• **Segmento do documento**
A entidade administrativa recorrida respondeu ao
pedido de anulação, suscitando a questão da ilegitimidade processual da
recorrente, por entender que a doutrina do acórdão impugnado, constante de
circular interna, apenas vinculava os funcionários aduaneiros, nos termos do
art. 228º do Contencioso Aduaneiro. De facto, não tendo a empresa que suscitara
a questão interposto recurso hierárquico para a autoridade competente, havia-se
tornado definitivo o entendimento constante do acórdão recorrido, sendo
executório e insusceptível de impugnação por terceiros.
Nas subsequentes alegações e sobre a questão de
legitimidade, a sociedade recorrente afirmou que sistema jurídico algum podia
aceitar 'normas ou interpretações da lei, em que a negligência ou a mera falta
de vontade de prosseguir o litígio contra a Alfândega' pudesse reflectir-se na
esfera de terceiros, considerando que a posição do Presidente do Tribunal
Técnico-Aduaneiro de 1ª Instância violava 'à evidência' o art. 268º da
Constituição.

(Entradas de rotulagem de contornos)
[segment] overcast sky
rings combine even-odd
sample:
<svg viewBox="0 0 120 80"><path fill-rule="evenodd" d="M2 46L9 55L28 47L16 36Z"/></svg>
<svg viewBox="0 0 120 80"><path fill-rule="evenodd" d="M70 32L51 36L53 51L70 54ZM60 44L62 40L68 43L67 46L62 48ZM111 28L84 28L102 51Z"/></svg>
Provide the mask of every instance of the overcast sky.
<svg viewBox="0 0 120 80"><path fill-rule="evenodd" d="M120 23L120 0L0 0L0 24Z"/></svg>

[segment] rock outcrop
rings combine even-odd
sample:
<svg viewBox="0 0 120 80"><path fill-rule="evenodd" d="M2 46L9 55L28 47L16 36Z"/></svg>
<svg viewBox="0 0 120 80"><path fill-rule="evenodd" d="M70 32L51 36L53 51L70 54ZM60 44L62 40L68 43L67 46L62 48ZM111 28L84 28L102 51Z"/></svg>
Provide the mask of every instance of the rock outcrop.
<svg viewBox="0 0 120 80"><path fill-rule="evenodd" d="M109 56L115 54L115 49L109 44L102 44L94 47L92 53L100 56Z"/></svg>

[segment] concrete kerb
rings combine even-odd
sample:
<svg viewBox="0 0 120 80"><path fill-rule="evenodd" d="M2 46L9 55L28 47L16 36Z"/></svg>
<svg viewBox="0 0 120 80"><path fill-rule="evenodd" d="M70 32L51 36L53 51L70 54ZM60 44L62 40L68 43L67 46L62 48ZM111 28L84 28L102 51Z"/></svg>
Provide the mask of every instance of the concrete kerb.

• **Exercício proposto**
Segundo o segmento do documento, que artigo da Constituição a sociedade recorrente afirmou ter sido violado pela posição do Presidente do Tribunal Técnico-Aduaneiro de 1ª Instância?

• **Solução da tarefa**
O art. 268º da Constituição.